# [SUPPLIED RECORDS]
----
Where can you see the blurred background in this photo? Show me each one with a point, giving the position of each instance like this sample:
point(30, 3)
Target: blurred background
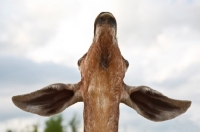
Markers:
point(42, 40)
----
# [WHAT TO PRODUCE]
Render every line of the entries above as a numbered list, skipping blank lines. Leave the pictures out of your answer.

# [RESPONSE TO THIS EXERCISE]
1. Where can you see the blurred background in this photo? Show me each one with a point, giving the position of each instance like this sample:
2. point(30, 3)
3. Target: blurred background
4. Markers:
5. point(42, 40)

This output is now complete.